**Task instructions:**
1. Change the microfluidic fabrication passage from "Method of fabricating" through "glass printing, etc.", putting "quartz glass" wherever "fused silica" appears.
2. According to the microfluidic fabrication passage, how does the method achieve polarization-insensitive three-dimensional uniform etching?

[START Source passage]

Method of fabricating a microfluidic device by means of inducing internal cracks in fused silica employing a picosecond laser beam, firstly utilizing irradiation of a focused temporally controlled picosecond laser beam in fused silica to generate a spatially selective modification region including randomly oriented nanocracks, then employing chemical etching to remove the irradiated area and obtain a hollow and connected three-dimensional microstructure, thereby achieving three-dimensional fabrication of microchannel structures inside the fused silica. The method can realize polarization insensitive three-dimensional uniform etching by regulating the pulse width of the picosecond laser beam, and has high chemical etch rate and selectivity, applicable for fabrication of large-sized three-dimensional microfluidic systems, high-precision 3D glass printing, etc.

[END Source passage]
[START Information supplied]

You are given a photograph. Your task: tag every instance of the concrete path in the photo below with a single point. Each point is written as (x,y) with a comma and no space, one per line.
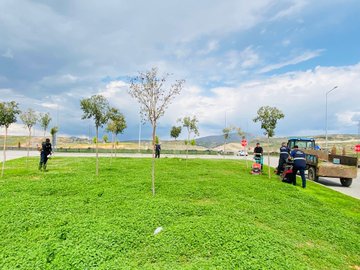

[END Information supplied]

**Exercise solutions:**
1.
Method of fabricating a microfluidic device by means of inducing internal cracks in quartz glass employing a picosecond laser beam, firstly utilizing irradiation of a focused temporally controlled picosecond laser beam in quartz glass to generate a spatially selective modification region including randomly oriented nanocracks, then employing chemical etching to remove the irradiated area and obtain a hollow and connected three-dimensional microstructure, thereby achieving three-dimensional fabrication of microchannel structures inside the quartz glass. The method can realize polarization insensitive three-dimensional uniform etching by regulating the pulse width of the picosecond laser beam, and has high chemical etch rate and selectivity, applicable for fabrication of large-sized three-dimensional microfluidic systems, high-precision 3D glass printing, etc.

2. By regulating the pulse width of the picosecond laser beam.